REQUEST: Render all the items below as a Markdown table with two columns, Row and Text. Put each line in its own row, numbered in order from 1, and leave out blank lines.

** START OF STORED ROWS **

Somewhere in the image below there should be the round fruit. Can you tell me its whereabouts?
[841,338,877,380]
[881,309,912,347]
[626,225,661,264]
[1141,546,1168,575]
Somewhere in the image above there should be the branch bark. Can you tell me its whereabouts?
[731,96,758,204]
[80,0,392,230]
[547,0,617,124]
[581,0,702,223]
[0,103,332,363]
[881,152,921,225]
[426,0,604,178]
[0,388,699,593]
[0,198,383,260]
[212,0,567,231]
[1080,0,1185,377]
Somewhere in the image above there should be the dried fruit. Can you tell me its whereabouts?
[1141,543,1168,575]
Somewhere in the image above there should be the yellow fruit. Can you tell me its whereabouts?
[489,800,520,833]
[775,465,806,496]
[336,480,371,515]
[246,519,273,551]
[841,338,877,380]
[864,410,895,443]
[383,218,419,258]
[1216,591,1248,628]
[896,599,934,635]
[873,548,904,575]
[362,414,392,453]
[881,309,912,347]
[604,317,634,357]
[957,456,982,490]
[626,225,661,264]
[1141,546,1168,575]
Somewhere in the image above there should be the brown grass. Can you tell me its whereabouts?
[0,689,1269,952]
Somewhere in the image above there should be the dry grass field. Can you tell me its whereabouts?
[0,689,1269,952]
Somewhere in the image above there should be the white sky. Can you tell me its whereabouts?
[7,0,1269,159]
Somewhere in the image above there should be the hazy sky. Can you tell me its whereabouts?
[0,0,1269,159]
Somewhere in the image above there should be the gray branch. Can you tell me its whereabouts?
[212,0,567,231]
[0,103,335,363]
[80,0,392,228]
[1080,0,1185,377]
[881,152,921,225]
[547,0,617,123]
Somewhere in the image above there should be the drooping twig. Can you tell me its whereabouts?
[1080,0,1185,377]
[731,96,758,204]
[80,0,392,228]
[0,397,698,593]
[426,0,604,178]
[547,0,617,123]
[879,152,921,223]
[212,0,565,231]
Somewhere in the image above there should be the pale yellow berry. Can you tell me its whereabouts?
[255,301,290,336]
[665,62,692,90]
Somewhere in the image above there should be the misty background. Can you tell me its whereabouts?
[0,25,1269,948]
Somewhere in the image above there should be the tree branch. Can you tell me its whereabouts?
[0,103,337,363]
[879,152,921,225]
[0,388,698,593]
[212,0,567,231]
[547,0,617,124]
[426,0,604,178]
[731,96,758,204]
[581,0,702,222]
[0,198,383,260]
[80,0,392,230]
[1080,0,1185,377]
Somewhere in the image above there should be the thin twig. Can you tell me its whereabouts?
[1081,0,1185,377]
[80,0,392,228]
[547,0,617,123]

** END OF STORED ROWS **

TASK ANSWER:
| Row | Text |
|---|---|
| 1 | Somewhere in the image below there should be the round fruit. Can you tell me its whereabouts? |
| 2 | [841,338,877,380] |
| 3 | [881,309,912,347] |
| 4 | [626,225,661,264] |
| 5 | [1141,546,1168,575] |
| 6 | Somewhere in the image above there should be the branch bark. Can you tell me its whereabouts? |
| 7 | [731,96,758,204] |
| 8 | [80,0,392,230] |
| 9 | [547,0,617,124] |
| 10 | [581,0,702,223] |
| 11 | [0,103,332,363] |
| 12 | [881,152,921,225] |
| 13 | [426,0,604,178] |
| 14 | [0,388,699,593] |
| 15 | [0,198,383,260] |
| 16 | [212,0,567,231] |
| 17 | [1080,0,1185,377] |
| 18 | Somewhere in the image above there should be the dried fruit. Can you tell me its whereabouts? |
| 19 | [1141,543,1168,575] |
| 20 | Somewhere in the image above there should be the yellow fruit. Can you tell me its whereabouts? |
| 21 | [489,800,520,833] |
| 22 | [775,465,806,496] |
| 23 | [336,480,371,515] |
| 24 | [246,519,273,551] |
| 25 | [841,338,877,380] |
| 26 | [864,410,895,443] |
| 27 | [383,218,419,258] |
| 28 | [1216,591,1248,628] |
| 29 | [896,599,934,635] |
| 30 | [873,548,904,575] |
| 31 | [362,414,392,453] |
| 32 | [881,309,912,347] |
| 33 | [604,317,634,357] |
| 34 | [957,456,982,490] |
| 35 | [626,225,661,264] |
| 36 | [1141,546,1168,575] |
| 37 | Somewhere in the image above there should be the brown grass. Can you tell me its whereabouts? |
| 38 | [0,689,1269,952] |
| 39 | Somewhere in the image above there should be the dry grass field. Can you tell me its whereabouts? |
| 40 | [0,689,1269,952] |
| 41 | Somewhere in the image above there should be the white sky. Can you tell me its whereabouts? |
| 42 | [7,0,1269,159] |
| 43 | Somewhere in the image above there should be the hazy sky. Can you tell me its whereabouts? |
| 44 | [0,0,1269,159] |
| 45 | Somewhere in the image above there should be the gray branch. Can you tell me its whereabouts? |
| 46 | [212,0,567,231] |
| 47 | [0,103,335,363] |
| 48 | [80,0,392,228] |
| 49 | [1080,0,1185,377] |
| 50 | [881,152,921,225] |
| 51 | [547,0,617,123] |
| 52 | Somewhere in the image above there should be the drooping twig. Can you tell me its whereabouts? |
| 53 | [1080,0,1185,377] |
| 54 | [731,96,758,204] |
| 55 | [80,0,392,228] |
| 56 | [0,397,698,593] |
| 57 | [426,0,604,178] |
| 58 | [547,0,617,123] |
| 59 | [879,152,921,223] |
| 60 | [212,0,565,231] |
| 61 | Somewhere in the image above there should be the pale yellow berry. Can you tell me its whereabouts? |
| 62 | [255,301,290,336] |
| 63 | [665,62,692,90] |
| 64 | Somewhere in the image above there should be the misty background. Can you tell me its whereabouts? |
| 65 | [0,25,1269,948] |
| 66 | Somewhere in the image above there should be the tree branch. Can you tell me its whereabouts? |
| 67 | [0,103,337,363] |
| 68 | [879,152,921,225] |
| 69 | [0,388,698,593] |
| 70 | [212,0,567,231] |
| 71 | [547,0,617,124] |
| 72 | [426,0,604,178] |
| 73 | [731,96,758,204] |
| 74 | [581,0,702,222] |
| 75 | [0,198,383,260] |
| 76 | [80,0,392,230] |
| 77 | [1080,0,1185,377] |
| 78 | Somewhere in the image above there should be the thin twig. Can you tell me its whereabouts? |
| 79 | [1081,0,1185,377] |
| 80 | [80,0,392,228] |
| 81 | [547,0,617,123] |